Exercise brief
Reproduce the listing below word for word, but leave out the pictures.

* begin Data rows *

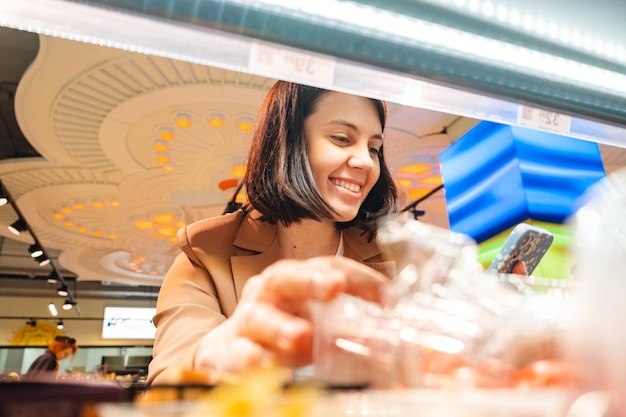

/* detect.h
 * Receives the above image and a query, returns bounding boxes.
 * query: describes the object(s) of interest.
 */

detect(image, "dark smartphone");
[487,223,554,275]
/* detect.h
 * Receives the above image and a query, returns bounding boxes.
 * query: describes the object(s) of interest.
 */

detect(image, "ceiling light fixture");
[35,255,50,266]
[28,243,43,258]
[9,219,28,236]
[48,272,59,284]
[57,284,69,297]
[48,301,59,317]
[0,181,80,316]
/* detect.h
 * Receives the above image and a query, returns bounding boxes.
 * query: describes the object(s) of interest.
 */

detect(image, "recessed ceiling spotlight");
[28,244,43,258]
[152,139,169,152]
[9,219,28,236]
[159,127,174,140]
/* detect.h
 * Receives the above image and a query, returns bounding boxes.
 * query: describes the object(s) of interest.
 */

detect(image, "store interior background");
[0,0,626,372]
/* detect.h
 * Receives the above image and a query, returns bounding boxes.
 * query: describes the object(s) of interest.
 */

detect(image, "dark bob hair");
[244,81,397,236]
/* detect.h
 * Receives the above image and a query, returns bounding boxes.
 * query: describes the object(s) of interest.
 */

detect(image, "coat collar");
[230,210,388,299]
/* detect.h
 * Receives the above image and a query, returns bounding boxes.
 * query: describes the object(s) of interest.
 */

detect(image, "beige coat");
[148,211,393,384]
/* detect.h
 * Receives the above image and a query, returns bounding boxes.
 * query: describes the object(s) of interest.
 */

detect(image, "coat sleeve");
[147,247,225,384]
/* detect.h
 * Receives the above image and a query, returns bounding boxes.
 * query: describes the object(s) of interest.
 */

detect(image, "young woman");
[24,336,78,379]
[149,81,397,384]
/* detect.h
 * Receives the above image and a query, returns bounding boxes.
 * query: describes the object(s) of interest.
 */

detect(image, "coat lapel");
[230,210,279,301]
[230,211,395,301]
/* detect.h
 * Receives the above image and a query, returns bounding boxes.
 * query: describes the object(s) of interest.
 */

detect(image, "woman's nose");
[348,146,374,170]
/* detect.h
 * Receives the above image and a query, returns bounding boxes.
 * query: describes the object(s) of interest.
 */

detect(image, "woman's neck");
[277,220,341,259]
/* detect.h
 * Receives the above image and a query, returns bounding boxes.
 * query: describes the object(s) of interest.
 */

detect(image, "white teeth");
[332,180,361,193]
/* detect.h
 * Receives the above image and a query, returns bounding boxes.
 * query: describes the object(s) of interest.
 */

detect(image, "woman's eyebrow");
[326,119,383,141]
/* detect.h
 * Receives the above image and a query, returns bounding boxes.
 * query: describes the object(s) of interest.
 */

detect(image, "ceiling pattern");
[0,36,457,285]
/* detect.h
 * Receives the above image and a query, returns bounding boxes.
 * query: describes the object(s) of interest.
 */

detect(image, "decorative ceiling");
[0,30,458,286]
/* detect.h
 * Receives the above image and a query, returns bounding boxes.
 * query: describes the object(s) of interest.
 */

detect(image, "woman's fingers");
[511,261,528,275]
[246,257,388,302]
[232,257,389,366]
[237,303,313,366]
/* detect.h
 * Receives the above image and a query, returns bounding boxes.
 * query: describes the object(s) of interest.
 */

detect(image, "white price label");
[517,106,572,135]
[248,43,335,86]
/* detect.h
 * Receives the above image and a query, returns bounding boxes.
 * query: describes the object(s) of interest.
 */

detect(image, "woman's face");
[304,92,383,222]
[57,348,72,360]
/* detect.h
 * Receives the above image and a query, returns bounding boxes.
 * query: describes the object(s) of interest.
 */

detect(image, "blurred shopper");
[24,336,78,379]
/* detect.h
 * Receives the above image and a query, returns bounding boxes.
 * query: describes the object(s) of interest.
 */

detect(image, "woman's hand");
[195,256,389,373]
[511,261,528,275]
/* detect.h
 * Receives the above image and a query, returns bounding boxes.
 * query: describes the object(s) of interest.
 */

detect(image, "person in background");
[24,336,78,379]
[147,81,397,384]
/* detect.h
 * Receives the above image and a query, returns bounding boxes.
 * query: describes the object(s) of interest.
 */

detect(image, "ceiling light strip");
[0,181,80,316]
[0,0,626,147]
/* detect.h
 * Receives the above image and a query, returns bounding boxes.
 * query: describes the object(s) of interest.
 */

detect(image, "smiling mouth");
[331,179,361,193]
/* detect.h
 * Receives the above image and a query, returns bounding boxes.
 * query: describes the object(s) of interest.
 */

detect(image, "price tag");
[517,106,572,135]
[248,43,335,86]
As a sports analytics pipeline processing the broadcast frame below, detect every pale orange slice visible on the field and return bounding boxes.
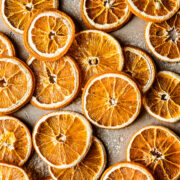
[126,0,180,22]
[33,111,92,168]
[143,71,180,123]
[81,0,131,32]
[0,32,16,57]
[0,163,29,180]
[145,11,180,63]
[23,9,75,61]
[68,30,124,87]
[1,0,59,34]
[0,57,35,114]
[49,137,106,180]
[27,56,80,109]
[82,73,141,129]
[127,126,180,180]
[0,116,32,166]
[101,162,155,180]
[124,46,156,93]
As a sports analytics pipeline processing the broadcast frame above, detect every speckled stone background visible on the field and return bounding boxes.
[0,0,180,180]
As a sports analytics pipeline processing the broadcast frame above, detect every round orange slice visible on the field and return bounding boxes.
[68,30,124,87]
[27,56,80,109]
[23,9,75,61]
[0,116,32,166]
[81,0,131,32]
[101,162,155,180]
[82,73,141,129]
[145,11,180,63]
[0,163,29,180]
[1,0,59,34]
[49,137,106,180]
[126,0,180,22]
[127,126,180,180]
[143,71,180,123]
[0,57,35,114]
[0,32,16,57]
[124,46,156,93]
[33,111,92,168]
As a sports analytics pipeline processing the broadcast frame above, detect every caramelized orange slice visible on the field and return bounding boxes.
[82,73,141,129]
[143,71,180,123]
[81,0,131,32]
[27,56,80,109]
[33,111,92,168]
[101,162,154,180]
[127,126,180,180]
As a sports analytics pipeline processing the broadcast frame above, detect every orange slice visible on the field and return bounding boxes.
[81,0,131,32]
[124,46,156,93]
[23,9,75,61]
[0,57,35,114]
[127,126,180,180]
[126,0,180,22]
[0,163,29,180]
[101,162,155,180]
[68,30,124,87]
[145,11,180,63]
[33,111,92,168]
[0,32,15,57]
[1,0,59,34]
[49,137,106,180]
[0,116,32,166]
[27,56,80,109]
[82,73,141,129]
[143,71,180,123]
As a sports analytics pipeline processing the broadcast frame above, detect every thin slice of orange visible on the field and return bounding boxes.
[124,46,156,93]
[27,56,80,109]
[23,9,75,61]
[145,11,180,63]
[82,73,141,129]
[0,32,16,57]
[0,57,35,114]
[126,0,180,22]
[0,163,29,180]
[127,126,180,180]
[1,0,59,34]
[143,71,180,123]
[68,30,124,87]
[81,0,131,32]
[0,116,32,166]
[101,162,155,180]
[33,111,92,168]
[49,137,106,180]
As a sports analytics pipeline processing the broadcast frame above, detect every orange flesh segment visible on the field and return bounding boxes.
[130,128,180,180]
[49,138,104,180]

* end Data rows *

Task output
/* detect.h
 * Receives the above image and a query, returns bounding boxes.
 * query: describes the object(s) of interest.
 */

detect(image, "dark smartphone");
[487,223,554,275]
/* detect.h
 * Receives the above image and a query, returns bounding boxes.
 * query: describes the object(s) of interest.
 */

detect(image, "ceiling light fixture");
[35,255,50,266]
[28,243,43,258]
[9,219,28,236]
[48,272,59,284]
[57,284,69,297]
[48,301,59,317]
[0,181,80,316]
/* detect.h
 * Receives the above image and a query, returns bounding boxes.
 * query: describes the object(s) of interest.
 */

detect(image, "recessed ceiling spotlight");
[28,244,43,258]
[152,139,169,152]
[9,219,28,236]
[159,127,174,140]
/* detect.h
 * Receives the above image and a query, returns bounding boxes.
 * query: describes the object(s) of interest.
 */

detect(image, "store interior background");
[0,0,626,372]
/* detect.h
 * Receives the above image and a query, returns bounding boxes.
 * query: describes the object(s) of interest.
 */

detect(image, "dark bob hair");
[244,81,397,236]
/* detect.h
 * Receives the above image and a query, returns bounding boxes.
 * query: describes the object(s) of interest.
 */

detect(image, "coat collar");
[230,210,388,299]
/* detect.h
 * Receives the above image and a query, returns bounding boxes.
 * query: describes the object(s) of interest.
 */

detect(image, "beige coat");
[148,211,393,384]
/* detect.h
 * Receives the above image and a query, returns bounding boxes.
 * query: describes the object(s) of interest.
 */

detect(image, "coat sleeve");
[147,247,225,384]
/* detect.h
 * Receives the above image and a query, returns bounding boxes.
 * query: describes the object(s) of interest.
 */

detect(image, "young woman");
[24,336,78,379]
[149,81,397,384]
/* detect.h
 * Receives the above image and a query, returns bounding boxes.
 * query: describes the object(s) of interest.
 */

detect(image, "coat lapel");
[230,210,279,301]
[230,211,395,301]
/* detect.h
 * Receives the above image and a query, returns bounding boxes.
 * query: describes the object(s) of interest.
 */

detect(image, "woman's nose");
[348,146,374,170]
/* detect.h
 * Receives the above image and a query, returns bounding boxes.
 * query: describes the object(s) of interest.
 */

detect(image, "woman's neck");
[277,220,341,259]
/* detect.h
 * Receives the above image and a query, returns bounding boxes.
 * query: describes the object(s) of interest.
 */

detect(image, "white teeth");
[332,180,361,193]
/* detect.h
 * Receives the above image and a query, returns bounding boxes.
 * query: describes the object(s) of interest.
 */

detect(image, "woman's eyebrow");
[326,119,383,141]
/* detect.h
 * Receives the above image and a query, returns bounding boxes.
 * query: describes the object(s) of interest.
 */

detect(image, "ceiling pattern");
[0,36,457,285]
/* detect.h
 * Receives the above image and a query, returns bounding boxes.
 * query: describes the object(s) of interest.
 */

detect(image, "decorative ceiling");
[0,30,458,286]
/* detect.h
 * Receives the above image and a query, returns bounding boxes.
 * query: describes the object(s) of interest.
 */

detect(image, "woman's fingers");
[511,261,528,275]
[246,257,388,302]
[232,257,389,366]
[237,303,313,366]
/* detect.h
 * Receives the above image and a query, returns bounding boxes.
 * query: describes the object(s) of interest.
 */

detect(image, "white price label");
[517,106,572,135]
[248,43,335,86]
/* detect.h
 * Receives the above image and a query, returns bounding boxes.
 * query: describes the object(s) of interest.
 */

detect(image, "woman's face");
[304,92,383,222]
[57,348,72,360]
/* detect.h
 * Receives the above image and a query, returns bounding boxes.
 * query: describes the object(s) of interest.
 */

detect(image, "blurred shopper");
[24,336,78,379]
/* detect.h
 * Receives the above image and a query, returns bounding boxes.
 * query: describes the object(s) of interest.
 */

detect(image, "woman's hand");
[195,256,389,373]
[511,261,528,275]
/* detect.h
 * Receives the above image and a query, returns bounding boxes.
 * query: describes the object(s) of interest.
 */

detect(image, "person in background");
[24,336,78,379]
[147,81,397,384]
/* detect.h
 * Receives the above image and a query, returns bounding boxes.
 * query: describes the object(s) of interest.
 */

detect(image, "ceiling light strip");
[0,181,80,316]
[0,0,626,147]
/* detect.h
 * Receives the above image and a query, returns bounding boxes.
 * query: describes the object(s) of interest.
 */

detect(image, "smiling mouth");
[331,179,361,193]
/* detect.h
 * Receives the above image and a query, returns bounding boxes.
 * query: describes the object(s) of interest.
 */

detect(image, "price tag");
[517,106,572,135]
[248,43,335,86]
As a sports analytics pipeline processing the broadcast frame below, detect every pale orange slice visible on the field and return bounding boxes.
[126,0,180,22]
[33,111,92,168]
[143,71,180,123]
[81,0,131,32]
[0,32,16,57]
[0,163,29,180]
[145,11,180,63]
[23,9,75,61]
[68,30,124,87]
[1,0,59,34]
[0,57,35,114]
[49,137,106,180]
[27,56,80,109]
[82,73,141,129]
[127,126,180,180]
[0,116,32,166]
[101,162,155,180]
[124,46,156,93]
As a sports analytics pipeline processing the broadcast frame above, detect every speckled stone background visible on the field and return bounding boxes.
[0,0,180,180]
As a sports analytics pipeline processing the broadcast frame above, detect every round orange slice visible on the field and return bounding boxes.
[68,30,124,87]
[27,56,80,109]
[23,9,75,61]
[0,116,32,166]
[81,0,131,32]
[101,162,155,180]
[82,73,141,129]
[145,11,180,63]
[0,163,29,180]
[1,0,59,34]
[49,137,106,180]
[126,0,180,22]
[127,126,180,180]
[143,71,180,123]
[0,57,35,114]
[0,32,16,57]
[124,46,156,93]
[33,111,92,168]
As a sports analytics pipeline processing the broadcast frame above, detect every caramelized orange slice visible on the field and return bounding boxes.
[82,73,141,129]
[143,71,180,123]
[81,0,131,32]
[27,56,80,109]
[33,111,92,168]
[101,162,154,180]
[127,126,180,180]
As a sports analytics pipeline processing the broadcast frame above, detect every orange slice visible on the field and return bounding boxes.
[81,0,131,32]
[124,46,156,93]
[23,9,75,61]
[0,57,35,114]
[127,126,180,180]
[126,0,180,22]
[0,163,29,180]
[101,162,155,180]
[68,30,124,87]
[145,11,180,63]
[33,111,92,168]
[0,32,15,57]
[1,0,59,34]
[49,137,106,180]
[0,116,32,166]
[27,56,80,109]
[82,73,141,129]
[143,71,180,123]
As a sports analytics pipeline processing the broadcast frame above, detect every thin slice of orange visible on the field and return bounding boxes.
[124,46,156,93]
[27,56,80,109]
[23,9,75,61]
[145,11,180,63]
[82,73,141,129]
[0,32,16,57]
[0,57,35,114]
[126,0,180,22]
[0,163,29,180]
[127,126,180,180]
[1,0,59,34]
[143,71,180,123]
[68,30,124,87]
[81,0,131,32]
[0,116,32,166]
[101,162,155,180]
[33,111,92,168]
[49,137,106,180]
As a sports analytics pipeline processing the broadcast frame above, detect every orange flesh segment visible on the field and return bounding boxes.
[130,128,180,180]
[49,138,104,180]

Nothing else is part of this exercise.